**The problem:**
Output the lines below as a numbered list, skipping any blank lines.

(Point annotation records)
————————

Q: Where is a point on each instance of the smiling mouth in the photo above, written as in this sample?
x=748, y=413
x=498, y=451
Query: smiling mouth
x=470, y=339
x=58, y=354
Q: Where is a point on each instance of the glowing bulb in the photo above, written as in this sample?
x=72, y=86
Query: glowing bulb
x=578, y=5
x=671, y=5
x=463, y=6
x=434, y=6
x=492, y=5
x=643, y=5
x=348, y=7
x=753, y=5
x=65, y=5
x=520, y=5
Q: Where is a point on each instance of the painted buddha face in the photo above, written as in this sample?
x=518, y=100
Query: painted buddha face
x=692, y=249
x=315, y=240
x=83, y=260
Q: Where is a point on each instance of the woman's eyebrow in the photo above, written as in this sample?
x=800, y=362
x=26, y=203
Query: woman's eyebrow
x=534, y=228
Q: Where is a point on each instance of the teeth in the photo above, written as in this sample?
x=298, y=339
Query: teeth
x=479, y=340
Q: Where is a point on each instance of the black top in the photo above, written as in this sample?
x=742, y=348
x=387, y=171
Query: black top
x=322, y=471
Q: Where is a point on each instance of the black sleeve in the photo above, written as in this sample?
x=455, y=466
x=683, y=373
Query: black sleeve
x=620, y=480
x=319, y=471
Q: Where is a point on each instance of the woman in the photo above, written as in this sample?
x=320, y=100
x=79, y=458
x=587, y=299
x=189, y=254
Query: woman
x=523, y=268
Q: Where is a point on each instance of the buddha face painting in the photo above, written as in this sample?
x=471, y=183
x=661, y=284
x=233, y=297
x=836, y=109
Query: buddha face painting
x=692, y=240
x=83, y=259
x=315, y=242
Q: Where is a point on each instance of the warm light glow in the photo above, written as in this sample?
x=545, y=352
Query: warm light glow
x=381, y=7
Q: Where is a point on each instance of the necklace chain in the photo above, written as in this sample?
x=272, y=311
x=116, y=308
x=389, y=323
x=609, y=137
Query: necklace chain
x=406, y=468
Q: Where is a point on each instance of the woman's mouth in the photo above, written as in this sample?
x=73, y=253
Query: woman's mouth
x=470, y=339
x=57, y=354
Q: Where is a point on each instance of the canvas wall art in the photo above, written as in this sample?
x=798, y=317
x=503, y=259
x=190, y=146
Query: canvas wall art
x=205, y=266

————————

**Final result:**
1. Q: Where is a point on each instance of the smiling mouth in the photo above, written as in this sample?
2. x=748, y=413
3. x=498, y=451
4. Query: smiling mouth
5. x=470, y=339
6. x=58, y=354
7. Q: Where is a point on each instance of the glowing bulb in the photo above, written as in this sample?
8. x=72, y=86
9. Query: glowing bulb
10. x=578, y=5
11. x=671, y=5
12. x=463, y=6
13. x=434, y=6
14. x=492, y=5
15. x=643, y=5
16. x=348, y=7
17. x=753, y=5
18. x=65, y=5
19. x=520, y=5
20. Q: Where is a point on each instance of the painted buddha face in the photo above, written as in this sample?
21. x=518, y=100
22. Query: painted buddha face
23. x=692, y=249
24. x=315, y=240
25. x=83, y=260
26. Q: Where is a point on each instance of the woman's eyebrow in the photo above, written as in this sample?
27. x=800, y=362
28. x=26, y=203
29. Query: woman's eyebrow
30. x=534, y=228
31. Q: Where is a point on each instance of the teeth in the photo above, written as in this sample?
32. x=298, y=339
33. Query: teeth
34. x=479, y=340
35. Q: Where is a point on each instance of the black top in the photo above, written as in this sample?
36. x=742, y=348
37. x=387, y=171
38. Query: black top
39. x=322, y=471
40. Q: Where is a point on each instance of the black sleeve in the photo above, written as in this sample?
41. x=455, y=466
42. x=683, y=373
43. Query: black sleeve
44. x=620, y=480
45. x=319, y=471
46. Q: Where is a point on each instance of the woman in the photo above, written as in this sample?
47. x=320, y=100
48. x=79, y=458
49. x=587, y=299
50. x=189, y=254
51. Query: woman
52. x=523, y=268
53. Q: Where is a point on each instance of the buddha face painting in the photo above, written as in this sample?
54. x=471, y=183
55. x=661, y=284
56. x=233, y=297
57. x=836, y=109
58. Query: buddha face painting
59. x=692, y=240
60. x=83, y=259
61. x=315, y=242
62. Q: Where is a point on each instance of the warm light glow in the photo above, written as in this sample?
63. x=545, y=352
64. Query: warm light glow
65. x=381, y=7
66. Q: Where is a point on each instance of the necklace chain in the photo above, written as in this sample?
67. x=272, y=311
68. x=116, y=308
69. x=389, y=323
70. x=609, y=137
71. Query: necklace chain
72. x=406, y=468
73. Q: Where is a point on each instance of the woman's mouth in the photo above, written as in this sample?
74. x=73, y=253
75. Query: woman's mouth
76. x=470, y=339
77. x=57, y=354
78. Q: Where is a point on each instance of the canvas wall art in the photo above, written as in this sample?
79. x=798, y=317
80. x=503, y=259
81. x=190, y=146
82. Query: canvas wall art
83. x=205, y=266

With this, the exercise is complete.